▸ **EXCERPT TO READ**
***

Day 123 – Sunday, July 10: Stealth Camp (Killington, VT) to Wintturi Shelter, 16.0 miles, 1,720.7 total AT miles.

It got cold last night and stayed wet. I woke up and didn’t feel like moving – even with the cover provided by the porch, plenty of rain was falling through the slats. I sat in my sleeping bag and ate snacks, trying to get warm.

I finally got going at 8:00am, slowly packing up. We left our makeshift camp at 9:30. We were hiking slowly – it was cold and wet and the trail was a mess. At 11:00, we stopped at Thundering Falls for a quick break. The weather was starting to improve – and all the rain last night made for a pretty impressive display.


We left the falls and ascended Quimby Mountain, our only real climb of the day. The forest was green and damp, but the weather was cool. After a slow start, it was quickly becoming a great day for hiking. We put our heads down and plowed forward. We assumed Black Santa was behind us – we just didn’t know how far.

***

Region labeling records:
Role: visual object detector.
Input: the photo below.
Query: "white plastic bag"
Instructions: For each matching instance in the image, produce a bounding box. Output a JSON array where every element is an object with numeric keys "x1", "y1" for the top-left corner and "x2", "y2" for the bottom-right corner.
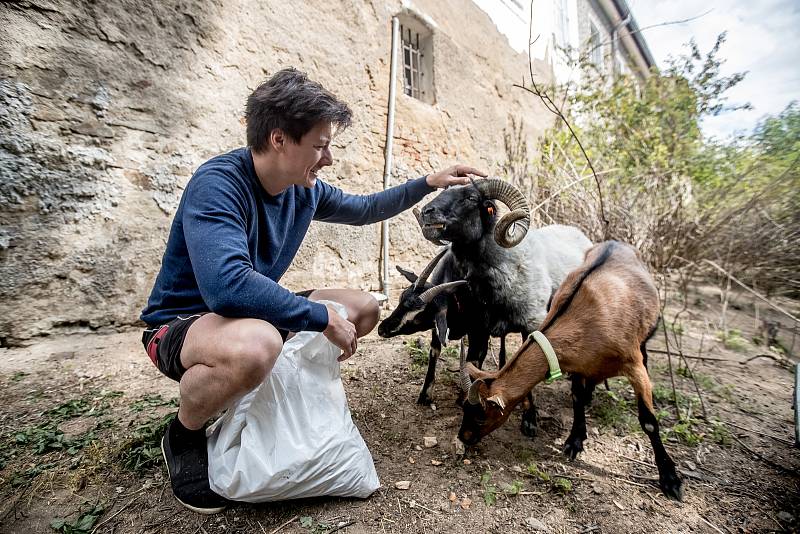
[{"x1": 208, "y1": 303, "x2": 380, "y2": 502}]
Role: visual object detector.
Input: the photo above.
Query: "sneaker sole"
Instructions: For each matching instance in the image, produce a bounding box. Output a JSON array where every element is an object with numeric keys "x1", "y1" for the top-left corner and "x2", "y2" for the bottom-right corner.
[{"x1": 161, "y1": 436, "x2": 226, "y2": 515}]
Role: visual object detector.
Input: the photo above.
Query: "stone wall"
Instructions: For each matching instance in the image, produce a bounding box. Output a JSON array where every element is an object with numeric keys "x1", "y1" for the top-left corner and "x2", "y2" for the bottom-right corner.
[{"x1": 0, "y1": 0, "x2": 550, "y2": 345}]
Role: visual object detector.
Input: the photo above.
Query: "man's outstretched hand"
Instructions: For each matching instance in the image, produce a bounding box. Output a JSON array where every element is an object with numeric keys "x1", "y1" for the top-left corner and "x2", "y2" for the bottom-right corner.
[
  {"x1": 322, "y1": 305, "x2": 358, "y2": 362},
  {"x1": 425, "y1": 165, "x2": 486, "y2": 189}
]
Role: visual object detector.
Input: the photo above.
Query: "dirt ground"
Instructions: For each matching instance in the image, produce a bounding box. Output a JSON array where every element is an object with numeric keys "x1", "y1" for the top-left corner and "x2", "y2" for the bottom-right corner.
[{"x1": 0, "y1": 286, "x2": 800, "y2": 534}]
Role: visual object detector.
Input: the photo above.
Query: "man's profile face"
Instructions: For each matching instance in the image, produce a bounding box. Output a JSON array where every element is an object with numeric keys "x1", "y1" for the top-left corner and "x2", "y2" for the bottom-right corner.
[{"x1": 286, "y1": 122, "x2": 333, "y2": 188}]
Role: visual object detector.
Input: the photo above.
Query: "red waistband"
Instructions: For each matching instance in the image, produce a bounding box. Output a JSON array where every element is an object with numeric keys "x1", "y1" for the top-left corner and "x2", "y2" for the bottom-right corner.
[{"x1": 147, "y1": 324, "x2": 169, "y2": 367}]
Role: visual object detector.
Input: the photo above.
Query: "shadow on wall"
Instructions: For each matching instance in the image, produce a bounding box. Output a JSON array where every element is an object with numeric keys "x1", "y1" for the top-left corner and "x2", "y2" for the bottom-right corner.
[{"x1": 0, "y1": 0, "x2": 225, "y2": 346}]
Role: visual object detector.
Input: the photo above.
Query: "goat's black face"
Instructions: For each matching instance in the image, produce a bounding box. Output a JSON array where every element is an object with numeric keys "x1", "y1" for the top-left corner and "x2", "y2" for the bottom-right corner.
[
  {"x1": 378, "y1": 284, "x2": 438, "y2": 337},
  {"x1": 419, "y1": 185, "x2": 497, "y2": 243}
]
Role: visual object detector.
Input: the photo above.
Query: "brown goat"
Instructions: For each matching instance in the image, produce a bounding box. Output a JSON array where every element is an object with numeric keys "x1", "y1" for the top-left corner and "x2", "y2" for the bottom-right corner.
[{"x1": 458, "y1": 241, "x2": 682, "y2": 500}]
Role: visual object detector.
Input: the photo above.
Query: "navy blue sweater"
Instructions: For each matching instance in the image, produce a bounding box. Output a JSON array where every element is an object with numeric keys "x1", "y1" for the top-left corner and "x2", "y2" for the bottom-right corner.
[{"x1": 141, "y1": 148, "x2": 433, "y2": 332}]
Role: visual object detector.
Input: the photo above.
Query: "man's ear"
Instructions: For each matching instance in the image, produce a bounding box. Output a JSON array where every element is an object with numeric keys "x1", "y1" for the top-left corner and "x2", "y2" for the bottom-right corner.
[
  {"x1": 435, "y1": 309, "x2": 448, "y2": 347},
  {"x1": 395, "y1": 265, "x2": 417, "y2": 284},
  {"x1": 267, "y1": 128, "x2": 287, "y2": 152}
]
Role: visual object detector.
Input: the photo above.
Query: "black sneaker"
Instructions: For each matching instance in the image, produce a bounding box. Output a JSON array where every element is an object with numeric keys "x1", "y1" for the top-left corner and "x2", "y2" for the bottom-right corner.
[{"x1": 161, "y1": 416, "x2": 229, "y2": 514}]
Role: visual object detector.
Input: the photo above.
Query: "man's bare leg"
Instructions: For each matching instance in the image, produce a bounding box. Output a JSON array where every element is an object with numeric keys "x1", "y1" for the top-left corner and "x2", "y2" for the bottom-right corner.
[
  {"x1": 178, "y1": 289, "x2": 380, "y2": 430},
  {"x1": 178, "y1": 313, "x2": 283, "y2": 430}
]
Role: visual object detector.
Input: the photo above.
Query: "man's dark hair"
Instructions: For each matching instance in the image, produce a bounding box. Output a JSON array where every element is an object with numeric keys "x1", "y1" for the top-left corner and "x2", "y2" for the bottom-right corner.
[{"x1": 245, "y1": 67, "x2": 353, "y2": 152}]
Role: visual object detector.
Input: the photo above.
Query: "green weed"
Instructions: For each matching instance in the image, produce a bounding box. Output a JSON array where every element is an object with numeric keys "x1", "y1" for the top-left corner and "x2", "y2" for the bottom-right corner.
[
  {"x1": 130, "y1": 393, "x2": 178, "y2": 412},
  {"x1": 117, "y1": 413, "x2": 175, "y2": 473},
  {"x1": 592, "y1": 389, "x2": 636, "y2": 432},
  {"x1": 528, "y1": 463, "x2": 550, "y2": 482},
  {"x1": 481, "y1": 470, "x2": 497, "y2": 506},
  {"x1": 552, "y1": 476, "x2": 572, "y2": 495},
  {"x1": 665, "y1": 418, "x2": 703, "y2": 447},
  {"x1": 298, "y1": 515, "x2": 336, "y2": 534}
]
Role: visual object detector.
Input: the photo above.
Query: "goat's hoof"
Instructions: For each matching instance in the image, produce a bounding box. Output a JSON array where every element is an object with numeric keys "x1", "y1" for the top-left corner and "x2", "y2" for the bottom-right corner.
[
  {"x1": 564, "y1": 437, "x2": 583, "y2": 460},
  {"x1": 417, "y1": 393, "x2": 433, "y2": 406},
  {"x1": 519, "y1": 414, "x2": 537, "y2": 439},
  {"x1": 658, "y1": 471, "x2": 683, "y2": 501}
]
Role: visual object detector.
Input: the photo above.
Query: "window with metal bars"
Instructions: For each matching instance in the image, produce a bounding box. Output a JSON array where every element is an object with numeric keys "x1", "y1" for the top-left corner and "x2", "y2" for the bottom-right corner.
[{"x1": 400, "y1": 25, "x2": 425, "y2": 100}]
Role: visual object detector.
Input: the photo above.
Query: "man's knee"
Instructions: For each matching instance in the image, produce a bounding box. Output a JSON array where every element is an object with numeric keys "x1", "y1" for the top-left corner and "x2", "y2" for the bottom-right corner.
[{"x1": 224, "y1": 320, "x2": 283, "y2": 389}]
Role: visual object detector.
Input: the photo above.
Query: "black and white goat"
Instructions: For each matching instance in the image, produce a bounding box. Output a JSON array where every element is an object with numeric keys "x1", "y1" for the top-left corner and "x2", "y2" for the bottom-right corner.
[
  {"x1": 415, "y1": 178, "x2": 592, "y2": 436},
  {"x1": 378, "y1": 247, "x2": 505, "y2": 406}
]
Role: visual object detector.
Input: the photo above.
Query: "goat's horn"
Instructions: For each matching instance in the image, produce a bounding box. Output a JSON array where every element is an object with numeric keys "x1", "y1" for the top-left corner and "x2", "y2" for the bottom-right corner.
[
  {"x1": 475, "y1": 178, "x2": 531, "y2": 248},
  {"x1": 411, "y1": 208, "x2": 422, "y2": 226},
  {"x1": 414, "y1": 248, "x2": 448, "y2": 288},
  {"x1": 459, "y1": 338, "x2": 472, "y2": 394},
  {"x1": 467, "y1": 378, "x2": 483, "y2": 405},
  {"x1": 419, "y1": 280, "x2": 467, "y2": 304}
]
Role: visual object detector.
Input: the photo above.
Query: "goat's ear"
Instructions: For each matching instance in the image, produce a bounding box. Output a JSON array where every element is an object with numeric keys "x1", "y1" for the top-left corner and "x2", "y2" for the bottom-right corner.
[
  {"x1": 395, "y1": 265, "x2": 417, "y2": 284},
  {"x1": 467, "y1": 380, "x2": 485, "y2": 406},
  {"x1": 464, "y1": 362, "x2": 494, "y2": 381},
  {"x1": 486, "y1": 393, "x2": 506, "y2": 411},
  {"x1": 435, "y1": 310, "x2": 448, "y2": 347},
  {"x1": 467, "y1": 378, "x2": 494, "y2": 408}
]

***

▸ **TASK REQUIREMENTS**
**1)** List every clock time mentioned in the hiking journal entry.
**2)** Check these statements against the hiking journal entry and answer yes or no for each, quoting the words that settle it: (a) The group left camp at 8:00am. (b) Quimby Mountain was the only real climb of the day. (c) The hikers believed Black Santa was ahead of them.

▸ **ANSWERS IN ORDER**
**1)** 8:00am, 9:30, 11:00

**2)**
(a) No: "We left our makeshift camp at 9:30."
(b) Yes: "our only real climb of the day"
(c) No: "We assumed Black Santa was behind us"